Filter the items below and copy out every line that contains the word "leaf".
### Supplied records ###
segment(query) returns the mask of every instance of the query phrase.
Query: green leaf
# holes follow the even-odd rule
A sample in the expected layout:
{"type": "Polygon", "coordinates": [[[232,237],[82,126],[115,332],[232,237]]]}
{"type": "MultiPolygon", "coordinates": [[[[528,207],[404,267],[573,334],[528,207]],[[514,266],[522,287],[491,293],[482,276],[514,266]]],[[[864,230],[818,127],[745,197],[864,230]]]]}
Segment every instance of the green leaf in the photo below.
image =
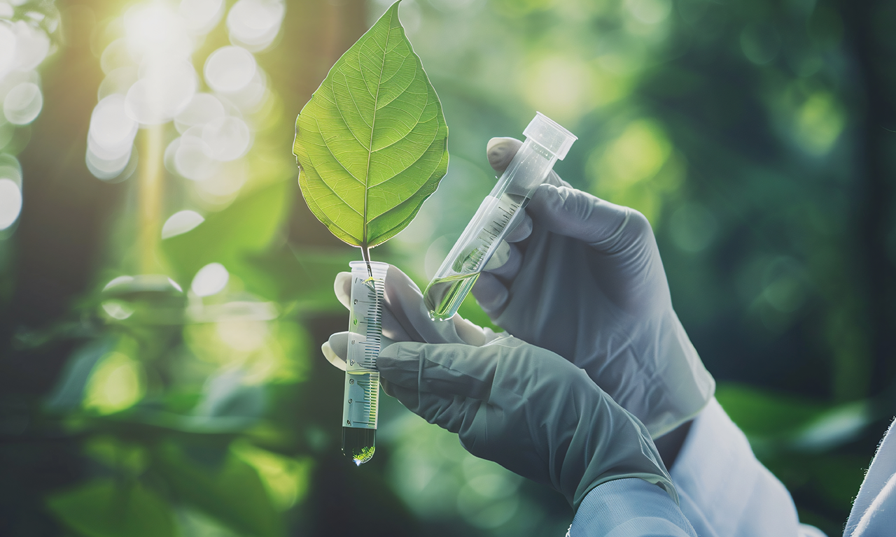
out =
{"type": "Polygon", "coordinates": [[[174,444],[162,447],[157,456],[156,468],[182,502],[215,517],[241,535],[283,534],[280,516],[258,473],[233,453],[228,453],[218,468],[197,464],[174,444]]]}
{"type": "Polygon", "coordinates": [[[448,126],[396,2],[340,57],[296,120],[311,211],[361,248],[401,231],[448,169],[448,126]]]}
{"type": "Polygon", "coordinates": [[[50,496],[50,510],[88,537],[168,537],[176,535],[174,516],[162,499],[139,482],[97,480],[50,496]]]}

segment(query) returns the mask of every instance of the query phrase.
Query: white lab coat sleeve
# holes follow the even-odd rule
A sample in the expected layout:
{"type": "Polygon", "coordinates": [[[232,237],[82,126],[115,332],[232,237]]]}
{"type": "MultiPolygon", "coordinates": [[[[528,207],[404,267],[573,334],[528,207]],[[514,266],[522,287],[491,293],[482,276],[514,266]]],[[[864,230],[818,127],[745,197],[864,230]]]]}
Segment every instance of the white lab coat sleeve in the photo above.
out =
{"type": "Polygon", "coordinates": [[[852,504],[843,537],[896,534],[896,422],[883,436],[852,504]]]}
{"type": "Polygon", "coordinates": [[[803,534],[790,493],[715,397],[694,418],[669,473],[699,537],[803,534]]]}
{"type": "Polygon", "coordinates": [[[644,480],[617,479],[585,496],[568,537],[696,537],[669,495],[644,480]]]}

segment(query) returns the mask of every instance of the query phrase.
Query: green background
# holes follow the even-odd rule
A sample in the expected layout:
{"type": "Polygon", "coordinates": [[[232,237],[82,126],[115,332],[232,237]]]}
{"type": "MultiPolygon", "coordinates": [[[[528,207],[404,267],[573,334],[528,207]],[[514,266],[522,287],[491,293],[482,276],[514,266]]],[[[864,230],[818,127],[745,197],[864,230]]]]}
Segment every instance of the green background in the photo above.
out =
{"type": "MultiPolygon", "coordinates": [[[[0,240],[0,534],[563,535],[559,495],[388,397],[374,459],[355,468],[339,450],[342,373],[318,349],[345,329],[332,282],[360,254],[311,215],[291,144],[386,4],[287,3],[256,55],[271,94],[237,195],[194,208],[164,173],[153,217],[205,221],[157,241],[151,272],[187,289],[220,262],[227,287],[198,303],[164,286],[102,293],[148,271],[140,174],[104,183],[83,158],[99,55],[129,5],[56,4],[43,110],[0,149],[24,199],[0,240]],[[109,301],[135,313],[118,321],[109,301]],[[218,313],[185,314],[197,303],[218,313]]],[[[896,4],[404,0],[401,17],[451,163],[373,259],[425,286],[490,190],[487,141],[547,115],[579,136],[556,169],[648,217],[719,400],[801,520],[840,535],[896,413],[896,4]]],[[[197,69],[227,44],[221,22],[197,69]]],[[[471,300],[461,313],[488,322],[471,300]]]]}

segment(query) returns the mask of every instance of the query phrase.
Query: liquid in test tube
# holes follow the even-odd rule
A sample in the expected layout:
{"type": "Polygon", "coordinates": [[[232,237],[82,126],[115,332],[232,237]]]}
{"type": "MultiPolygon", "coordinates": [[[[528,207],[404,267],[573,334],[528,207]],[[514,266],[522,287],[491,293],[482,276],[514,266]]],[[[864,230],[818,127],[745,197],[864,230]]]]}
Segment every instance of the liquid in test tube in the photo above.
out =
{"type": "Polygon", "coordinates": [[[387,263],[352,261],[349,354],[342,401],[342,453],[360,466],[374,456],[379,410],[376,357],[383,339],[383,286],[387,263]],[[372,274],[371,274],[372,273],[372,274]]]}
{"type": "Polygon", "coordinates": [[[526,141],[426,286],[424,301],[434,320],[446,320],[457,313],[501,241],[521,218],[521,209],[535,189],[577,140],[540,112],[522,133],[526,141]]]}

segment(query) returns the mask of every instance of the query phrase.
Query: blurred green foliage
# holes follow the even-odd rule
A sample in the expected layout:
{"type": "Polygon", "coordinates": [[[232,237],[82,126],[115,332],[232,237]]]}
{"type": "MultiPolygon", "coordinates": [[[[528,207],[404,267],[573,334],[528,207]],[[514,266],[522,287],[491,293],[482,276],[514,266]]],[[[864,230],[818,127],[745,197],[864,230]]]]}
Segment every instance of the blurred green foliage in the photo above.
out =
{"type": "MultiPolygon", "coordinates": [[[[225,168],[245,183],[210,198],[165,168],[149,220],[145,168],[104,183],[84,160],[101,55],[130,5],[56,2],[43,110],[0,149],[22,164],[24,200],[0,237],[0,534],[562,535],[561,498],[393,400],[371,463],[339,453],[341,372],[317,349],[345,329],[332,278],[359,252],[305,206],[290,146],[298,110],[386,3],[287,3],[255,53],[267,97],[244,116],[252,149],[225,168]],[[203,221],[160,240],[184,209],[203,221]],[[196,282],[214,263],[223,279],[196,282]]],[[[401,17],[452,161],[374,259],[423,286],[491,188],[487,141],[547,114],[580,138],[558,173],[650,218],[719,402],[801,519],[839,535],[896,413],[896,6],[404,0],[401,17]]],[[[226,21],[196,43],[200,73],[231,41],[226,21]]],[[[166,144],[180,133],[164,129],[166,144]]],[[[488,323],[471,299],[461,314],[488,323]]]]}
###
● Task solution
Query: green leaf
Segment every instance of the green leaf in the photo below.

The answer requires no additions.